**TRY IT**. Quote everything from "As I see it, the" down to "when calculating timeouts." in the post on embedded timeouts below, word for word.

START QUOTED PASSAGE

Saturday 1 April 2017

Sign up to Signed Timeouts

I'm Julian Skidmore, the developer of the DIY 8-bit computer FIGnition. Most of my career has been spent doing embedded software, and timeouts have become a major bugbear of mine.

As I see it, the typical timeout mechanisms used on pretty much every low-end embedded system I've seen are terrible and most people probably don't even realise they are, so let's swallow the red pill and embrace a new way of doing them.

Let's start with typical timeout parameters for low-end systems.

On 8-bit and 16-bit embedded systems 16-bit jiffy clocks are often used, because we still want to economise on resources even in the 21st century. They typically have a 1KHz frequency (a millisecond timer) which means they wrap around every 64s, and this has to be carefully considered when calculating timeouts.

On ARMs and the arduino library and undoubtably many other systems, 32-bit jiffy clocks are often used which extends the range to 4096000 seconds, which is roughly 1.5 months; and so for long-running applications; wrap-around problems apply to them as well.

END QUOTED PASSAGE
START DATASET SECTION

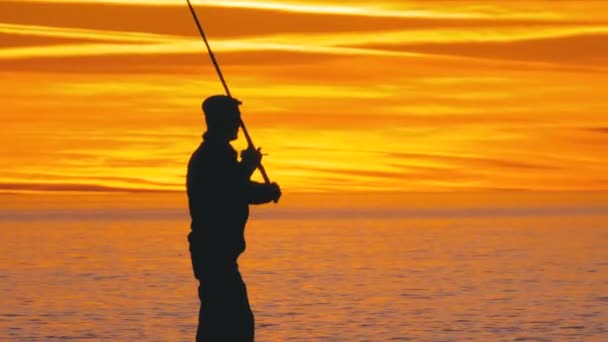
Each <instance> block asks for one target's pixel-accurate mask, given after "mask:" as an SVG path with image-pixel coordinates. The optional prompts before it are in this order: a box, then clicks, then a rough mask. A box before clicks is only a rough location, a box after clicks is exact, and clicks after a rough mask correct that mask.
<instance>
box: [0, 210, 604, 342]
mask: <svg viewBox="0 0 608 342" xmlns="http://www.w3.org/2000/svg"><path fill="white" fill-rule="evenodd" d="M254 216H255V214H254ZM607 223H608V217H606V216H591V215H589V216H585V215H573V216H563V217H562V216H559V215H553V216H551V215H544V216H538V217H535V216H524V217H512V218H509V217H504V216H503V217H500V218H495V217H488V216H481V217H475V218H464V217H454V218H450V217H441V218H440V219H433V218H429V217H425V218H410V219H408V218H403V217H401V218H399V217H398V218H395V217H388V218H386V219H382V218H378V217H373V219H365V217H357V219H349V218H345V217H340V218H339V219H331V220H329V219H315V218H308V219H304V218H298V219H297V220H290V219H287V218H274V219H265V218H263V215H261V216H259V215H258V216H257V217H254V218H253V219H252V220H251V222H250V224H249V226H248V228H247V241H248V250H247V251H246V253H245V254H244V255H243V257H242V258H241V262H240V264H241V271H242V273H243V276H244V278H245V281H246V282H247V285H248V290H249V294H250V298H251V302H252V306H253V309H254V311H255V315H256V324H257V331H256V337H257V340H258V341H387V340H393V341H399V340H439V341H442V340H447V341H450V340H453V341H460V340H466V339H471V340H483V341H488V340H515V339H519V340H525V339H538V340H547V341H550V340H556V339H561V340H568V339H573V340H583V339H584V340H597V341H601V340H606V339H608V309H606V307H608V305H607V304H608V254H606V246H608V224H607ZM187 230H188V221H187V219H185V218H183V217H182V218H171V219H166V220H160V221H157V220H152V221H151V220H145V219H143V218H141V217H136V218H133V217H126V218H125V217H122V218H120V217H119V218H116V219H112V220H105V221H104V220H95V219H89V220H84V221H80V220H76V221H73V220H51V221H44V220H30V221H28V220H14V221H11V220H4V221H2V222H1V227H0V234H1V235H0V237H1V238H2V239H1V240H2V241H0V247H1V248H0V251H1V252H0V298H2V305H1V306H0V339H7V338H8V340H48V339H51V338H71V339H77V340H78V339H101V340H134V339H140V340H145V341H181V340H193V335H194V332H195V329H196V317H197V316H196V315H197V309H198V299H197V297H196V287H197V283H196V282H195V280H194V279H193V277H192V274H191V268H190V261H189V256H188V250H187V243H186V234H187Z"/></svg>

END DATASET SECTION

**EXERCISE RESULT**.
As I see it, the typical timeout mechanisms used on pretty much every low-end embedded system I've seen are terrible and most people probably don't even realise they are, so let's swallow the red pill and embrace a new way of doing them.

Let's start with typical timeout parameters for low-end systems.

On 8-bit and 16-bit embedded systems 16-bit jiffy clocks are often used, because we still want to economise on resources even in the 21st century. They typically have a 1KHz frequency (a millisecond timer) which means they wrap around every 64s, and this has to be carefully considered when calculating timeouts.